§ AIM OF THE TASK
Pull out every line of the material that contains the string "arrangement". Uppercase and lowercase count as different.

§ TASK INPUTS
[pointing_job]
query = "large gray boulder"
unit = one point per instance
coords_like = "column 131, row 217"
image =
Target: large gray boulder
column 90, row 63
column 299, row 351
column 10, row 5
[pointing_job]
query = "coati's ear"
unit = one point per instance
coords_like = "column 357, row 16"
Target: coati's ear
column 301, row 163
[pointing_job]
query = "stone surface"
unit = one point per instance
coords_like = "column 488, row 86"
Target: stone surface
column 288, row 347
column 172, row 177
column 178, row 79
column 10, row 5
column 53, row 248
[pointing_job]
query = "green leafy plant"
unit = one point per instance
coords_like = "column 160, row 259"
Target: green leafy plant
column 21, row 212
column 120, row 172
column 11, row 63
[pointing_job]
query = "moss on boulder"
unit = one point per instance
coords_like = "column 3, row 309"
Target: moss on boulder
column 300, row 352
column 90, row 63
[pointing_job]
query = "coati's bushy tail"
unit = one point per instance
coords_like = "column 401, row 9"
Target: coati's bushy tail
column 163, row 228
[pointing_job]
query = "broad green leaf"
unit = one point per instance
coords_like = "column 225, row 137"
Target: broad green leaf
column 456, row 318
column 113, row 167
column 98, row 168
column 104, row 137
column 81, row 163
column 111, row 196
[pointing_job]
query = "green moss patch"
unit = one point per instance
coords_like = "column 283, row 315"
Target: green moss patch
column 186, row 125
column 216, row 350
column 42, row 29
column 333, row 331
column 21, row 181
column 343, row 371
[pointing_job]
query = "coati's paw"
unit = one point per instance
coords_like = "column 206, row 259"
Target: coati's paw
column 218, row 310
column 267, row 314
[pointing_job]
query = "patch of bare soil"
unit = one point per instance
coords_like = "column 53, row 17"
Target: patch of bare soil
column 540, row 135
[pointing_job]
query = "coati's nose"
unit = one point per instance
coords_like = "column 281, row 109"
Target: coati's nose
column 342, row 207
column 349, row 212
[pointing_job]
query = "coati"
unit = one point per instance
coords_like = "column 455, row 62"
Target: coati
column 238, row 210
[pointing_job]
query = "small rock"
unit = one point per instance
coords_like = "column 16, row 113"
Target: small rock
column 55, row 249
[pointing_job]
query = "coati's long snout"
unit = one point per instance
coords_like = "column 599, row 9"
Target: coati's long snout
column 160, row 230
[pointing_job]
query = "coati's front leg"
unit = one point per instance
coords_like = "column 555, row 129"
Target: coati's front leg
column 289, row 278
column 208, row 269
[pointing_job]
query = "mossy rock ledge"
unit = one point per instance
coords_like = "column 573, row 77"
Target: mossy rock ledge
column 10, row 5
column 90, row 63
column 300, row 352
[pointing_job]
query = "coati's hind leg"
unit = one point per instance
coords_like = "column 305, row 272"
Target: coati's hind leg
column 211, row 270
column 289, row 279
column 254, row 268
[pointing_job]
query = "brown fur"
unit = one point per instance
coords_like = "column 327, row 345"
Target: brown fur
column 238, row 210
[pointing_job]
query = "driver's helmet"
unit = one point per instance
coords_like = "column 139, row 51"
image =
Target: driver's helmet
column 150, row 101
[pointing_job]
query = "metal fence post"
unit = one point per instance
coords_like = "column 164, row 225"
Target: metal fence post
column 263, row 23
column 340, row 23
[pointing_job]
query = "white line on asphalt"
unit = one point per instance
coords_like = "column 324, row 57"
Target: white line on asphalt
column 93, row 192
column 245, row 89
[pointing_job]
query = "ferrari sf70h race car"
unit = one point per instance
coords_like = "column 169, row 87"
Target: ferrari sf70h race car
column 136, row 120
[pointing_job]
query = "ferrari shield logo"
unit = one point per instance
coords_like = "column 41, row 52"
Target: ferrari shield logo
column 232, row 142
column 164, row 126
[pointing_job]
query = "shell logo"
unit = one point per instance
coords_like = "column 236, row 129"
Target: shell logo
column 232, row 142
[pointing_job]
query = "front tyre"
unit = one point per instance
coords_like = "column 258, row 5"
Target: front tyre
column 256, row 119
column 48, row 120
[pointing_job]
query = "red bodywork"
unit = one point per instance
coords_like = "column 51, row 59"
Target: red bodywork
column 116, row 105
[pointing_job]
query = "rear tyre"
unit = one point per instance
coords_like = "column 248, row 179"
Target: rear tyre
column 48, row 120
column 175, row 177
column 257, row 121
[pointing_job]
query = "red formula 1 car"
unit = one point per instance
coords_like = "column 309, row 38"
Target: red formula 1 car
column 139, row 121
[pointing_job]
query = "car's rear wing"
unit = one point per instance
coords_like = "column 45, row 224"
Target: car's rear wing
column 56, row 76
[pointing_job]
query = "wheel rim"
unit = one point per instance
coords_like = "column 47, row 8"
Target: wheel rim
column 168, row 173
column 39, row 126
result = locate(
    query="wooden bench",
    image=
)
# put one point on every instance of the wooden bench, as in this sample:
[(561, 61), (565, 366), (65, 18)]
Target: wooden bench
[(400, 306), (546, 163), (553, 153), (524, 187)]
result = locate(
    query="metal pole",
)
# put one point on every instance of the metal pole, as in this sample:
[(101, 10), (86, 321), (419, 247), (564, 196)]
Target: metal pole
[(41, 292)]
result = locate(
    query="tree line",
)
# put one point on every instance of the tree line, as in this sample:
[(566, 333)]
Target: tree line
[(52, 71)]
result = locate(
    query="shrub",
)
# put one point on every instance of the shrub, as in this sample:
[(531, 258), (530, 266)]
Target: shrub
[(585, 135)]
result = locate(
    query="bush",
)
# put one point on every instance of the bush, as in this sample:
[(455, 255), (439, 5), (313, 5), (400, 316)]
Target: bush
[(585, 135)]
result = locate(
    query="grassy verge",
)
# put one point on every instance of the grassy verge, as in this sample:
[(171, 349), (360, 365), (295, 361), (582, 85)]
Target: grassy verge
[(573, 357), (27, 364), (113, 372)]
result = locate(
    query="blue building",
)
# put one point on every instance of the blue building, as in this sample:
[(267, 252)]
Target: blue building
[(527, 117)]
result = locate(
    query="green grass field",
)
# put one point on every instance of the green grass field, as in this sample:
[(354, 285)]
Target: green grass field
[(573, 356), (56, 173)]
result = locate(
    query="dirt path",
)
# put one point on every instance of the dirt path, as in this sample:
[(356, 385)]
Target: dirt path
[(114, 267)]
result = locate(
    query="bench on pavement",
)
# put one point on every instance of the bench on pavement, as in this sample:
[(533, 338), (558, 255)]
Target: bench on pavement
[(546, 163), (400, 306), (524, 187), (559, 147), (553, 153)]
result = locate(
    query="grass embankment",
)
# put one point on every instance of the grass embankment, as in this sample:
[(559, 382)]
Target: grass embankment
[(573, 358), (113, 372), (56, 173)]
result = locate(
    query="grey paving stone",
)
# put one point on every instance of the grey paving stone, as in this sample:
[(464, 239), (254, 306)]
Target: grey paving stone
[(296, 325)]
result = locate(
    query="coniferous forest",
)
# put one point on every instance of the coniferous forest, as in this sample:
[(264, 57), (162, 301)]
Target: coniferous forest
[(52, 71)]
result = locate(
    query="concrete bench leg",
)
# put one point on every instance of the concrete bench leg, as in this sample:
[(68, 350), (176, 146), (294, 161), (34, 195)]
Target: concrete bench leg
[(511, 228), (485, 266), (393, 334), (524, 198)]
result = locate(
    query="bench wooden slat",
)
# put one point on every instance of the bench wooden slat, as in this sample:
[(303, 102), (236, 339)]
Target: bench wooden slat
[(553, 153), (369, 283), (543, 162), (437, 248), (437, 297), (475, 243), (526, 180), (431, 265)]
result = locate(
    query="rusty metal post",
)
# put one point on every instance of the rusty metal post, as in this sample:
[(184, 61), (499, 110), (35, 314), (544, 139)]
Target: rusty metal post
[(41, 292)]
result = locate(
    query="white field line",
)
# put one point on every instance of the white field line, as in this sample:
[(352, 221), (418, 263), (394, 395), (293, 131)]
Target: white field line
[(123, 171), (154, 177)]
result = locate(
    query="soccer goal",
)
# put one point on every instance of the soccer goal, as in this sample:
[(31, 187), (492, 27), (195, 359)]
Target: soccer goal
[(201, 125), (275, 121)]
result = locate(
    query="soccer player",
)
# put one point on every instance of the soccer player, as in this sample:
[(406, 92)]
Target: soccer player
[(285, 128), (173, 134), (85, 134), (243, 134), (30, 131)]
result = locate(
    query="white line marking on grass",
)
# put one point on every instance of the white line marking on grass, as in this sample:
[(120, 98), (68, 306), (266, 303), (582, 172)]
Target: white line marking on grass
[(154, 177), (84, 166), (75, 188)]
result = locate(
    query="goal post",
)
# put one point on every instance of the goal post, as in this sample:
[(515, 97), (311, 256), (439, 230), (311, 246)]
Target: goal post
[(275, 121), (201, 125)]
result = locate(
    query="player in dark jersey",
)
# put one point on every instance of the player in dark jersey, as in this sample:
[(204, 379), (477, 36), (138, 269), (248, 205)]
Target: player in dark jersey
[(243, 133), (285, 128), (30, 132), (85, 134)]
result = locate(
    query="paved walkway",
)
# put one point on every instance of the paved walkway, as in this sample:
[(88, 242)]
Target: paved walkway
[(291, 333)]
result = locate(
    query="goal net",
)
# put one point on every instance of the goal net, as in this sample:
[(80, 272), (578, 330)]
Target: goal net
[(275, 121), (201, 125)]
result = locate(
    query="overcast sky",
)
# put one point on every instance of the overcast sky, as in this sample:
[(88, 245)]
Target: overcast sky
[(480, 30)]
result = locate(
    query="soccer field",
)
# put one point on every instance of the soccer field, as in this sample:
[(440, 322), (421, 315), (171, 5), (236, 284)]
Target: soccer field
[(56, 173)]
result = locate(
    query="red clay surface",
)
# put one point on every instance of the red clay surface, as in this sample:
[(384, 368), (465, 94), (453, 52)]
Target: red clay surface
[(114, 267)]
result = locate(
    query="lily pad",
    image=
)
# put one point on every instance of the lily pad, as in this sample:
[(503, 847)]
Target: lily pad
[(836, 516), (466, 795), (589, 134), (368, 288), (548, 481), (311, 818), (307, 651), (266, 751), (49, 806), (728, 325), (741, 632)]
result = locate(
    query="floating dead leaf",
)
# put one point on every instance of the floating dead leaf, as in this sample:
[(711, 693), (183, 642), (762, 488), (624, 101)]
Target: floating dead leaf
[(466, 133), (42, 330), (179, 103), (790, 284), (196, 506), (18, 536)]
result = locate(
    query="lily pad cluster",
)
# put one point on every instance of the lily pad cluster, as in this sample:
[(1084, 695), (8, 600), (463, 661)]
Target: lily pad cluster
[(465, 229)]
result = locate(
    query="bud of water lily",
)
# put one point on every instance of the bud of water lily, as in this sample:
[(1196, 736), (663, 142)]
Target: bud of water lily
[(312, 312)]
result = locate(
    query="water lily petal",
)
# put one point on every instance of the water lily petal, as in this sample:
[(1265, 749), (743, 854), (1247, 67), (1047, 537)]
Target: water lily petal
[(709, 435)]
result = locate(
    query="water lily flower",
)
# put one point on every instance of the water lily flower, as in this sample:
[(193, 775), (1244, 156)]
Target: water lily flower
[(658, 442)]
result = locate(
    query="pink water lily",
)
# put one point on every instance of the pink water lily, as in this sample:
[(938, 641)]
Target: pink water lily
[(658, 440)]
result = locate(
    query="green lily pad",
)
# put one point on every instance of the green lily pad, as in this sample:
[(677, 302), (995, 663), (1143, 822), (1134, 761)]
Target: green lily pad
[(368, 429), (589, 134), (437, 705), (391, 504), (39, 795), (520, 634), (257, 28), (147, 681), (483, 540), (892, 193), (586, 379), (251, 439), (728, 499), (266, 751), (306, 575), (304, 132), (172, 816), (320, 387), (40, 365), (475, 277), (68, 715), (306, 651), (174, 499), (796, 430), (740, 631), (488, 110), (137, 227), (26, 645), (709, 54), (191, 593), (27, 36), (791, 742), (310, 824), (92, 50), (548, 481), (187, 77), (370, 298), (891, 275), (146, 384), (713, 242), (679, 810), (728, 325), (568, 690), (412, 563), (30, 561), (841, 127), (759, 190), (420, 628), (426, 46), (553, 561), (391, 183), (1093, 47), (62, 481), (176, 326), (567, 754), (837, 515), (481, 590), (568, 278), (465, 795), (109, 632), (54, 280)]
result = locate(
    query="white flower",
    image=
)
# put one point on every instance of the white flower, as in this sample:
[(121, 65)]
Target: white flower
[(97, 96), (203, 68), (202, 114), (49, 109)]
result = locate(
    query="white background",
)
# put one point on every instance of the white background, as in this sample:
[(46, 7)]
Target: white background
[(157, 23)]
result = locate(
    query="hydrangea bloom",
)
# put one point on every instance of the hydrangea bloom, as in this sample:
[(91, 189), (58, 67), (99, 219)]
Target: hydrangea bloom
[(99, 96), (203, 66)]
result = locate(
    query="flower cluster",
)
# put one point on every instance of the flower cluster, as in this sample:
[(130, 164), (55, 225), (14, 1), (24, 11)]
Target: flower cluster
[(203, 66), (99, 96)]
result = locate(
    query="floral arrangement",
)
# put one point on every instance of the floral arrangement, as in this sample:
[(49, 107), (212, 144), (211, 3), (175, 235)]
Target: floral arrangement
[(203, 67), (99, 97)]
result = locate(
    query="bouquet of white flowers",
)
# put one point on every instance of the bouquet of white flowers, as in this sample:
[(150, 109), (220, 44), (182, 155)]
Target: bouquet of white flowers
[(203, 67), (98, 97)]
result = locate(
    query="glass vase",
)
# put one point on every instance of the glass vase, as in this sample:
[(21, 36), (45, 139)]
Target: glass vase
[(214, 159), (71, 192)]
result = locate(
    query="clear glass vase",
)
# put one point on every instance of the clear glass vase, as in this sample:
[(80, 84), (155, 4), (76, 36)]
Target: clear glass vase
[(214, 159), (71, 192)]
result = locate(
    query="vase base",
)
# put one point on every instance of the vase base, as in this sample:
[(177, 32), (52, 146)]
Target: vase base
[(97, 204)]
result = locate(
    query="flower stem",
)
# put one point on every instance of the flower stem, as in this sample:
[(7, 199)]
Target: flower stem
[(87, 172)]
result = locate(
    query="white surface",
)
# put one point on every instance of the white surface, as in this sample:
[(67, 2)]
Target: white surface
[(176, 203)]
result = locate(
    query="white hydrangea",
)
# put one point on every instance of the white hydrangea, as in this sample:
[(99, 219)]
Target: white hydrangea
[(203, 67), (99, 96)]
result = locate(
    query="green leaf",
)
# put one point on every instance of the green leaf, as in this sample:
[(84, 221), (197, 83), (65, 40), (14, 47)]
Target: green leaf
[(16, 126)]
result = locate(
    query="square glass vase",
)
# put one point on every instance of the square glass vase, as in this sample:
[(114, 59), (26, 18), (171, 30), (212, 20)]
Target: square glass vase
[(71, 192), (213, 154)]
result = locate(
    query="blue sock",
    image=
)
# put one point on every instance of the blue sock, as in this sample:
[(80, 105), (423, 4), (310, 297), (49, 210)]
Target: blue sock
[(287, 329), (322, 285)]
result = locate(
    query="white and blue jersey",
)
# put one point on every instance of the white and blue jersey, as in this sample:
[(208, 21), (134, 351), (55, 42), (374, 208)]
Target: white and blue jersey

§ ANSWER TO THIS PROBLEM
    query="floral arrangement",
# put one point on every instance of the floral arrangement, as in this sample:
Target: floral arrangement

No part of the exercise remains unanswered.